**MATERIAL FOR THIS TASK**
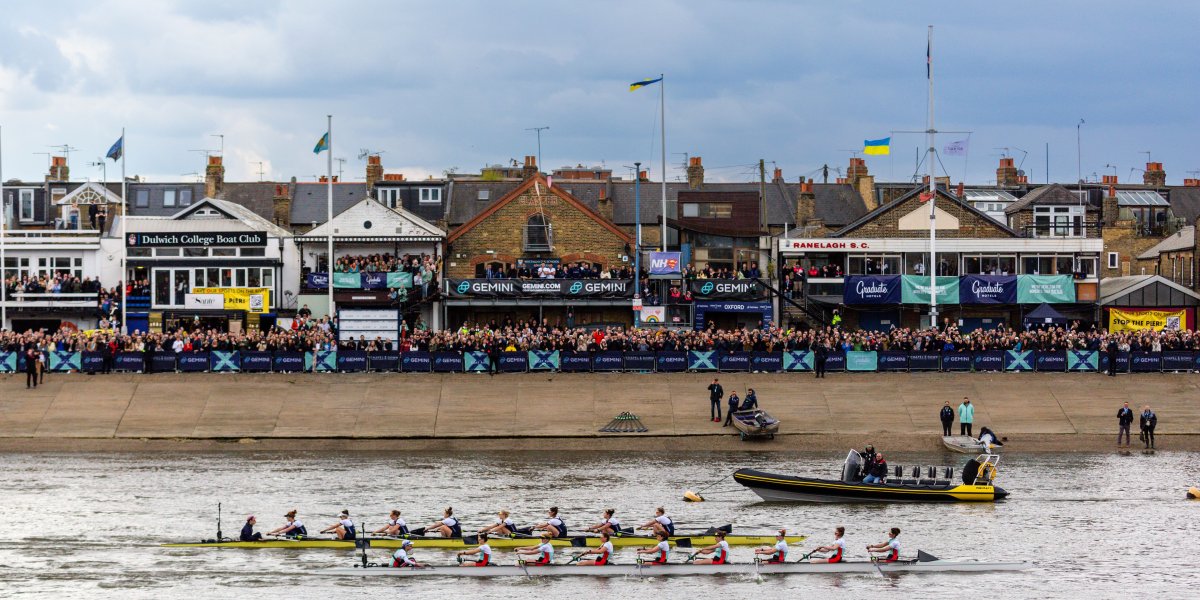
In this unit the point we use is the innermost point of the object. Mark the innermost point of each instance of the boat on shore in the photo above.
(904, 484)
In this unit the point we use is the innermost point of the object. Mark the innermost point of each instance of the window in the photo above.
(27, 205)
(431, 196)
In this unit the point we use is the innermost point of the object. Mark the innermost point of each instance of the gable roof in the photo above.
(942, 195)
(539, 180)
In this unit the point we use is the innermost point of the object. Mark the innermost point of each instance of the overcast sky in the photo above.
(445, 84)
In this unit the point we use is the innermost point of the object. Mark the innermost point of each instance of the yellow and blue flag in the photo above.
(643, 83)
(877, 147)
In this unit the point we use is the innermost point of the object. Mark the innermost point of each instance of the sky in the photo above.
(456, 84)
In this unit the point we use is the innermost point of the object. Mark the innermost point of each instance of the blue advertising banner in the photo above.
(288, 363)
(988, 289)
(447, 363)
(1145, 361)
(607, 361)
(925, 361)
(513, 361)
(1174, 360)
(255, 361)
(993, 360)
(575, 361)
(640, 361)
(766, 361)
(417, 363)
(351, 361)
(703, 360)
(798, 360)
(735, 361)
(225, 361)
(893, 361)
(130, 361)
(1050, 361)
(384, 360)
(957, 361)
(871, 289)
(671, 361)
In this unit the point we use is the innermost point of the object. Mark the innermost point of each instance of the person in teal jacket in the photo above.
(966, 417)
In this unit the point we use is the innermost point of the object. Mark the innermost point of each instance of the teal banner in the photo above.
(915, 289)
(1045, 288)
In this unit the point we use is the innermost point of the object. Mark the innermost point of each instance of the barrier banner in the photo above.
(1050, 361)
(256, 361)
(958, 361)
(325, 361)
(129, 361)
(1175, 360)
(640, 361)
(607, 361)
(383, 360)
(475, 363)
(705, 360)
(514, 361)
(993, 360)
(575, 361)
(671, 361)
(891, 360)
(225, 361)
(1083, 360)
(544, 360)
(735, 361)
(351, 361)
(1122, 361)
(1145, 361)
(90, 361)
(63, 360)
(859, 360)
(288, 361)
(766, 361)
(798, 360)
(415, 361)
(925, 361)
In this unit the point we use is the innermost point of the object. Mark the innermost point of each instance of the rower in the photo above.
(503, 526)
(343, 527)
(604, 551)
(838, 547)
(401, 558)
(247, 531)
(448, 526)
(661, 522)
(892, 547)
(778, 552)
(394, 526)
(610, 525)
(544, 551)
(293, 528)
(661, 550)
(484, 551)
(553, 526)
(720, 551)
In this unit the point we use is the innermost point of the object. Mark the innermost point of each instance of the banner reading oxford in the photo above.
(1146, 321)
(241, 299)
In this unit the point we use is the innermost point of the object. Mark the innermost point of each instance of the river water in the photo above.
(89, 525)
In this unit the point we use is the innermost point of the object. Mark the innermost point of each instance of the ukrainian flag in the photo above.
(643, 83)
(877, 147)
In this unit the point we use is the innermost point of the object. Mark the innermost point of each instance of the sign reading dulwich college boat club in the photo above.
(525, 288)
(154, 240)
(871, 289)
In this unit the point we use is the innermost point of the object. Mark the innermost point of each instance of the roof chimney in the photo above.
(695, 173)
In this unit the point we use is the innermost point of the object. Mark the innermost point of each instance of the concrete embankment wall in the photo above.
(1047, 412)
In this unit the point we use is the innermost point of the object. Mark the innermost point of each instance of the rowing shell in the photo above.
(634, 570)
(589, 541)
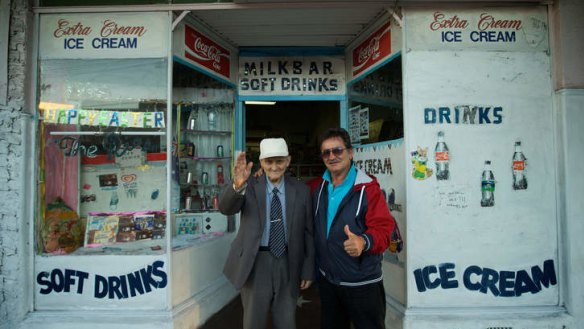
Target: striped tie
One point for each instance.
(277, 241)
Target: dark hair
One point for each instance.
(336, 132)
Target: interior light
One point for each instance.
(259, 103)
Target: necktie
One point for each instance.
(277, 241)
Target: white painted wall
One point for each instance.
(447, 227)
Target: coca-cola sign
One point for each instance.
(372, 50)
(207, 53)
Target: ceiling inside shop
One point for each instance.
(292, 23)
(298, 23)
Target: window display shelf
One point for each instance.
(196, 158)
(197, 185)
(207, 132)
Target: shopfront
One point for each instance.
(141, 113)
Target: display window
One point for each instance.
(102, 159)
(203, 109)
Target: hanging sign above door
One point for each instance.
(321, 75)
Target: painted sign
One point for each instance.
(374, 49)
(486, 280)
(524, 29)
(120, 35)
(291, 76)
(464, 114)
(134, 282)
(207, 53)
(123, 119)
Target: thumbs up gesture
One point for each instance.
(354, 244)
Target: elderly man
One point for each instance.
(272, 256)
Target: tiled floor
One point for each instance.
(307, 314)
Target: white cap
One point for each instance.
(273, 147)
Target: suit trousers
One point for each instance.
(269, 286)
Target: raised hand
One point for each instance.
(354, 244)
(241, 170)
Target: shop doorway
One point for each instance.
(300, 123)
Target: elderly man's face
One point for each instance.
(275, 167)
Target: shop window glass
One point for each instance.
(376, 105)
(102, 159)
(204, 121)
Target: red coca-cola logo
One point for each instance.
(206, 53)
(372, 50)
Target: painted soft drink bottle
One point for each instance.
(441, 158)
(488, 186)
(519, 179)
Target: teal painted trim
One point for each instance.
(239, 128)
(375, 102)
(293, 98)
(372, 69)
(344, 113)
(198, 69)
(290, 51)
(398, 141)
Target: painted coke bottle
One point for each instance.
(519, 179)
(488, 186)
(441, 158)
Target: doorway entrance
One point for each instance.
(299, 123)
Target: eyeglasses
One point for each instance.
(336, 151)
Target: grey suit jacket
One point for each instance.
(252, 205)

**TASK PROMPT**
What is needed is a verbatim copy of every line in the records above from the one containing "Target: necktie" down to the one containing "Target: window display shelf", both included, and nothing more.

**RESULT**
Target: necktie
One point for each instance.
(277, 241)
Target: white painted wall
One point for each instance.
(447, 227)
Target: coca-cola sign
One point for each instance.
(372, 50)
(207, 53)
Target: ceiling inside shop
One point for each instance.
(292, 23)
(298, 23)
Target: window display shelf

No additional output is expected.